## REQUEST:
Set down each entry from the block beneath, exactly as written.

Excerpts from point annotation data
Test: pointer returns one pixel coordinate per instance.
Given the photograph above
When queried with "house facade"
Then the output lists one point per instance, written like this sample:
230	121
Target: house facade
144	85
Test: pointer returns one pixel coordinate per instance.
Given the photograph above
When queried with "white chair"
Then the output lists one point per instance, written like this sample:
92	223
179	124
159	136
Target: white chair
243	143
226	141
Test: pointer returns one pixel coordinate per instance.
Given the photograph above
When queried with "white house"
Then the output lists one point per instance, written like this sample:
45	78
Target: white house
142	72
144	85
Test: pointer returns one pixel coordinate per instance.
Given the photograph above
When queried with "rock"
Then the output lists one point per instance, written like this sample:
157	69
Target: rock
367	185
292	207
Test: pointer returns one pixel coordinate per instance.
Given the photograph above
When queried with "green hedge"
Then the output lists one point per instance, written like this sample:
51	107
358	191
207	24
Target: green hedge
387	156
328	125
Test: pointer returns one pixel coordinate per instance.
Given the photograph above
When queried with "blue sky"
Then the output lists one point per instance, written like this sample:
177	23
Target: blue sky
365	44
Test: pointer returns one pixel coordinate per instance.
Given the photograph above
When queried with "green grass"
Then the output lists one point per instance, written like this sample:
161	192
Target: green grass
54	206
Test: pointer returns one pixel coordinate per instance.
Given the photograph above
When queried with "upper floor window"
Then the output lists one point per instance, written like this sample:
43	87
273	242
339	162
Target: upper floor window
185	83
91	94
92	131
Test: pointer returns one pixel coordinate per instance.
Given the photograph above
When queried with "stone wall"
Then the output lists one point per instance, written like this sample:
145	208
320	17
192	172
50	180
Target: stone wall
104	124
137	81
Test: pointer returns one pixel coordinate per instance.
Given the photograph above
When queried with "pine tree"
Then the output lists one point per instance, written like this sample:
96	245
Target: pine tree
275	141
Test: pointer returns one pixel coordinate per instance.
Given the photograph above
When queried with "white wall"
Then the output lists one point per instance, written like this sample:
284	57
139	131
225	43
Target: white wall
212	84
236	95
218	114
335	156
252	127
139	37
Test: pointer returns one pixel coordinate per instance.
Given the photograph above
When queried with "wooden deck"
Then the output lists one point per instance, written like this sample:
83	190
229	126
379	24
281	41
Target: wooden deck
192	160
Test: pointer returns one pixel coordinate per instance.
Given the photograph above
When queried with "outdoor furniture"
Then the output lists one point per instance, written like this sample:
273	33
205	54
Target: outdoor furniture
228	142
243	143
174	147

## EXERCISE SOLUTION:
Test: pointer returns one pixel coordinate per instance.
Given the photograph above
When queried with "house facade"
Then the output lists one point per instance, written like this sample:
230	121
Target: house facade
144	85
Test: pointer returns one pixel coordinate per instance.
Given the photograph above
When queried with "white chair"
Then the output lists one point per instance, written like this sample:
92	223
179	124
159	136
Target: white chair
243	143
226	141
Test: pointer returns one pixel coordinate per instance.
Given the photograph above
When queried with "white house"
Then the output lists one point per instance, written like this sample:
45	78
Target: white house
142	72
144	85
Test: pointer returns one pixel coordinate per instance.
Given the photograph above
When queried with "rock"
Then the output lists one point per instance, written like this sample:
157	69
Target: rock
367	185
292	207
Test: pointer returns one pixel coordinate per instance.
Given the photograph above
When queried with "green hedge"
Then the output lists one point per instance, written like this sample:
51	107
358	191
207	24
Target: green hedge
387	156
328	125
Test: pointer returns one pixel coordinate per instance.
Given the photograph above
When queried with "blue sky"
Then the output lists one point per instance, written like this sample:
177	23
Target: blue sky
365	44
Test: pointer returns one pixel coordinate per instance.
Given the photograph above
When queried with "green grass"
Then the output lists one point per instance, written like this sample:
161	192
Target: green grass
54	206
Test: pointer returns one pixel coordinate per instance.
Given the photograph above
When queried with "upper floor window"
Then the output lists one point per instance, written like this sample:
43	87
273	242
339	162
Target: upper floor window
185	83
91	94
92	131
Test: pointer returns one pixel coordinate per instance.
Given the photograph above
When queried with "stone wall"
Then the output lists one point per instance, written like this sample:
145	208
320	17
192	172
50	180
Target: stone wall
104	124
137	81
Test: pointer returns one pixel coordinate per instance.
Given the photograph above
When queried with "pine tree"
Then the output lists one point per instance, written like this sample:
96	245
Target: pine tree
275	141
Test: pointer returns one pixel coordinate per instance.
Given the photograph above
When queried with "white wall"
Then the output lists one point per instance, written like this sample:
284	57
139	131
225	43
Target: white wall
212	84
236	95
218	114
335	156
252	127
139	37
Test: pointer returns one pixel coordinate per instance.
Given the photograph above
When queried with "wooden deck"
Then the output lists one point per instance, written like this sample:
83	190
229	126
379	24
281	41
Target: wooden deck
192	160
Test: pointer returns one pixel coordinate per instance.
Given the photograph above
When queried with "outdoor furniture"
Then the output lists one point per instance, written like this sample:
273	33
205	54
Target: outdoor furniture
228	142
243	143
174	147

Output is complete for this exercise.